### CHALLENGE:
Please retype the records exactly, beginning with the line that contains "Is there any groom's black" and continuing through the line that contains "[192, 216, 202, 232]", with both of those lines included.
-- start of SUPPLIED MATERIAL --
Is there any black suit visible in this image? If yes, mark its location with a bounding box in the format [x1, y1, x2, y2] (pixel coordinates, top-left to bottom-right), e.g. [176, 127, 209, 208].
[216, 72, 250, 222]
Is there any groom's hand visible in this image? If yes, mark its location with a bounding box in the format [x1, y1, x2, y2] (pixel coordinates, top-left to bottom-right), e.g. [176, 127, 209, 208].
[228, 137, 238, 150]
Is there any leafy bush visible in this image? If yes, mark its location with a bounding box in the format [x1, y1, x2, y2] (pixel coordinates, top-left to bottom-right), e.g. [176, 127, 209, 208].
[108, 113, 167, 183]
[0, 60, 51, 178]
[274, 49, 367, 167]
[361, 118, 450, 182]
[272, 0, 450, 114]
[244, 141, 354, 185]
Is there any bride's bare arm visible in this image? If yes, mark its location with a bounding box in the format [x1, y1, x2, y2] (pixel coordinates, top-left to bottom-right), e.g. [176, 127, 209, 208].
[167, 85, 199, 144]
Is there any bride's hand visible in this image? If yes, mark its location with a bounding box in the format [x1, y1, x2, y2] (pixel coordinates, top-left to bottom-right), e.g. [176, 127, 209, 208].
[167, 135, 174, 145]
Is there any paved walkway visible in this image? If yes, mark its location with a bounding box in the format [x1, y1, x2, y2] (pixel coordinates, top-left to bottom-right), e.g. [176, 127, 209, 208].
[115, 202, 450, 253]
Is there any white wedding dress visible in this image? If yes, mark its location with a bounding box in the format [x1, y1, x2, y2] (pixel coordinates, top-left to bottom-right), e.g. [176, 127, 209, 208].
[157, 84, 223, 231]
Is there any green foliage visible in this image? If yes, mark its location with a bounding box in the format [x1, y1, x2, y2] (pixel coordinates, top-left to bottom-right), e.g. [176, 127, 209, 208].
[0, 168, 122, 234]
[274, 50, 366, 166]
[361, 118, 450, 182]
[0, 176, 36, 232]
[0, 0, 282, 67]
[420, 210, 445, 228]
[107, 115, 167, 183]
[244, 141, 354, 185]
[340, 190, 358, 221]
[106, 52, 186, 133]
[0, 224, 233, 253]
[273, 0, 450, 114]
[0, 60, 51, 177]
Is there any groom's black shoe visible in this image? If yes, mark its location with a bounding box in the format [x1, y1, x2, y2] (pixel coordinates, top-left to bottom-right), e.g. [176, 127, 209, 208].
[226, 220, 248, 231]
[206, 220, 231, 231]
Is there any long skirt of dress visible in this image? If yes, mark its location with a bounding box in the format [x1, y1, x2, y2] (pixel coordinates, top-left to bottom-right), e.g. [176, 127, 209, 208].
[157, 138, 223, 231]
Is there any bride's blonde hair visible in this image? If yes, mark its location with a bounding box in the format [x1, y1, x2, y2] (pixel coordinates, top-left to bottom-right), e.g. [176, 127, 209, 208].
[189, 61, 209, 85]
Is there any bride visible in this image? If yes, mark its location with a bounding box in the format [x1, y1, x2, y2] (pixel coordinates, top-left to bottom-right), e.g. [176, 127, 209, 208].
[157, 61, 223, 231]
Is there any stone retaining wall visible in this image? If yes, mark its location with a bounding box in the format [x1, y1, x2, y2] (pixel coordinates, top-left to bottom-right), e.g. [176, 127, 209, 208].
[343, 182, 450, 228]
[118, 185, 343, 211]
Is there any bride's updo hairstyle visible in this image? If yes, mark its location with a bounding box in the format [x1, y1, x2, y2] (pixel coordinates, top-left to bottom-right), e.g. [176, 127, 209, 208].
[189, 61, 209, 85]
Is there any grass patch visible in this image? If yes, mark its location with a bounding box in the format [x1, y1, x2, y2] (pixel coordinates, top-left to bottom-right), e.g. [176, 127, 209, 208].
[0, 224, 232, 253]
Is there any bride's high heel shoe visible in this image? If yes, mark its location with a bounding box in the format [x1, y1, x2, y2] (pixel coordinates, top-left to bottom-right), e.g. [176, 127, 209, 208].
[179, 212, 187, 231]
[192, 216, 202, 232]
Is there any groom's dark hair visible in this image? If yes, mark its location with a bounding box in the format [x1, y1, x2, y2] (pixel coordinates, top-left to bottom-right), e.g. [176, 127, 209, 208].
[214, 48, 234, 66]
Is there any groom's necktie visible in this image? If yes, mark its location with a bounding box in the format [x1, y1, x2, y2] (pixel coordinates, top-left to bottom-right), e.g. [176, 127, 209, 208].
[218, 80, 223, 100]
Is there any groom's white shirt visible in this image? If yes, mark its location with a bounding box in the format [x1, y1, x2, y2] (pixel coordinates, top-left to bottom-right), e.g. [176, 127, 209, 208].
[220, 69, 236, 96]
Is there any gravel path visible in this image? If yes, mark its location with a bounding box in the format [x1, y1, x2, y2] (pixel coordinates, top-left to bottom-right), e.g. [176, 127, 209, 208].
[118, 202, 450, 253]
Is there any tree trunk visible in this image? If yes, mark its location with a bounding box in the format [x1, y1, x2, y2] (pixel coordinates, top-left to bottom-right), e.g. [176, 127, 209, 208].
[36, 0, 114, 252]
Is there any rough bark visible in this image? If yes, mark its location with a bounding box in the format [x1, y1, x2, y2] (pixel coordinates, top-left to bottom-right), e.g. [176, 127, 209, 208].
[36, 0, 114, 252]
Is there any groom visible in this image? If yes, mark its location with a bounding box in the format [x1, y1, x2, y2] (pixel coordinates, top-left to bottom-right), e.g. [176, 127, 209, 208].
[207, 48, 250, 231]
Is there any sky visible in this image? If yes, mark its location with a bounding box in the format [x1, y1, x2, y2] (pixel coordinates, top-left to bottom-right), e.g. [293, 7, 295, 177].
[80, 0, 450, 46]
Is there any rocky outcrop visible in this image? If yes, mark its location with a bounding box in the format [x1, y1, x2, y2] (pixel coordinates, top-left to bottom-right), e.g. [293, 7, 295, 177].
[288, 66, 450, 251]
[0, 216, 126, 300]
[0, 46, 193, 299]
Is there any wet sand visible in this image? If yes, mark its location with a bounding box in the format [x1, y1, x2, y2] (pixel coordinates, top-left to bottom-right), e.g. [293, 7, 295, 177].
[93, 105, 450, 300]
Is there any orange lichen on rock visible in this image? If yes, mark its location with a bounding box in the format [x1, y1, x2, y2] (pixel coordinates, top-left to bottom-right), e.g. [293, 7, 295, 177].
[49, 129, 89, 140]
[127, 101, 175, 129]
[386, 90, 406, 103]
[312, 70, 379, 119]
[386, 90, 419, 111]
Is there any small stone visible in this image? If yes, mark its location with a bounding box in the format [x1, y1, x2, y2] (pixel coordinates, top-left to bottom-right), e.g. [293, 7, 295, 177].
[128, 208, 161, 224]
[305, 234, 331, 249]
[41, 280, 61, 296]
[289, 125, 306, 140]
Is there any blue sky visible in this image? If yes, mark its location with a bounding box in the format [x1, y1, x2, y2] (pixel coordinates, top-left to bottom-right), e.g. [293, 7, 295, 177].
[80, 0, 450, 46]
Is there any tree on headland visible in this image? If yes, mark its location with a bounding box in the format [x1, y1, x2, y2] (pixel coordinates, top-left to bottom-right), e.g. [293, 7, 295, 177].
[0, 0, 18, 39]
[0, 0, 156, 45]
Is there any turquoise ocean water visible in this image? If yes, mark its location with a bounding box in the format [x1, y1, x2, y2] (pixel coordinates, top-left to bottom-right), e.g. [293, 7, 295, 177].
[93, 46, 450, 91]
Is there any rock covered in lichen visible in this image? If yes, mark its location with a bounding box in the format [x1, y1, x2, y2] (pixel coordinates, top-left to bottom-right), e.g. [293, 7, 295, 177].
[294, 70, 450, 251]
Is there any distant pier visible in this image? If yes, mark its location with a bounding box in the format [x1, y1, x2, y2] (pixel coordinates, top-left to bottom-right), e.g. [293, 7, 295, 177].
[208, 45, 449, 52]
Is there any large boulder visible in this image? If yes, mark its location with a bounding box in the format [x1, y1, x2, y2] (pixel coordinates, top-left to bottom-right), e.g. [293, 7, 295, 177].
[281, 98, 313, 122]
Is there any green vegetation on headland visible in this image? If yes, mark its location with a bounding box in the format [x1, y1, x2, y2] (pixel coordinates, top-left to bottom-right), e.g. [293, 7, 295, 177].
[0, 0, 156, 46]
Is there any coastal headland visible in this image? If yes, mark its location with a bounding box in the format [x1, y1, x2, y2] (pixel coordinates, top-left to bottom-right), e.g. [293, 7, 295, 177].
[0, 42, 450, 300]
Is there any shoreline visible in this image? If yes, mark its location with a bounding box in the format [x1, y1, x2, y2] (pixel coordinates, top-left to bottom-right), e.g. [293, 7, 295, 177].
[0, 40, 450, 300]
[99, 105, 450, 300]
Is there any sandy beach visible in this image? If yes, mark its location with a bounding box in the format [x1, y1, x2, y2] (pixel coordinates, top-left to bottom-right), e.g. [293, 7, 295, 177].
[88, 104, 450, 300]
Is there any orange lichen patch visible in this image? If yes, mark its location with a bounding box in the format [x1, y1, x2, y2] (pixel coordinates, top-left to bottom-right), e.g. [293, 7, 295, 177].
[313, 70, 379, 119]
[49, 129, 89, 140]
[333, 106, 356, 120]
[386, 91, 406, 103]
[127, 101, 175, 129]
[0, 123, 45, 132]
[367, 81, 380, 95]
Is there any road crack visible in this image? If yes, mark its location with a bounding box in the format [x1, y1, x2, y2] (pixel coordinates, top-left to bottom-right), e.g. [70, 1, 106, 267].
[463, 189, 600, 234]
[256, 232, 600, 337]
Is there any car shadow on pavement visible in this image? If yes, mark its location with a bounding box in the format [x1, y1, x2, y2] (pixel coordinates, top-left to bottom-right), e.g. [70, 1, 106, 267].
-- end of SUPPLIED MATERIAL --
### SOLUTION TO THE EXERCISE:
Is there any groom's black shoe visible in this image? If yes, mark its location with a bounding box in the format [x1, y1, x2, y2] (pixel coordinates, top-left to bottom-right), e.g. [176, 127, 209, 208].
[226, 220, 248, 231]
[206, 220, 231, 231]
Is there any long skirt of dress visible in this image? If yes, mark its location with a bounding box in the format [x1, y1, x2, y2] (pixel coordinates, top-left to bottom-right), e.g. [176, 127, 209, 208].
[157, 138, 223, 231]
Is there any bride's blonde hair visible in this image? If yes, mark its location with a bounding box in the format [x1, y1, x2, y2] (pixel coordinates, top-left to bottom-right), e.g. [176, 127, 209, 208].
[189, 61, 209, 85]
Is there any bride visible in this image? If yes, mark its location with a bounding box in the format [x1, y1, x2, y2] (pixel coordinates, top-left to bottom-right), e.g. [176, 127, 209, 208].
[157, 61, 223, 231]
Is there any stone retaining wall visible in this image? If yes, mark its location with a bounding box in the format [x1, y1, x2, y2] (pixel coordinates, top-left to bottom-right), e.g. [176, 127, 209, 208].
[343, 182, 450, 228]
[118, 185, 343, 211]
Is there any bride's updo hairstyle visible in this image? If yes, mark its location with a bounding box in the format [x1, y1, x2, y2] (pixel coordinates, top-left to bottom-right), e.g. [176, 127, 209, 208].
[189, 61, 209, 85]
Is there any grass patch visible in this image? If yes, mark its location with a bounding box in the format [x1, y1, x2, y2] (pixel coordinates, top-left to bottom-right), e.g. [176, 127, 209, 208].
[0, 224, 232, 253]
Is there any bride's high heel shoe visible in this image? If yes, mark its location with a bounding box in the format [x1, y1, x2, y2] (pixel coordinates, top-left to bottom-right), e.g. [176, 127, 209, 208].
[179, 212, 187, 231]
[192, 216, 202, 232]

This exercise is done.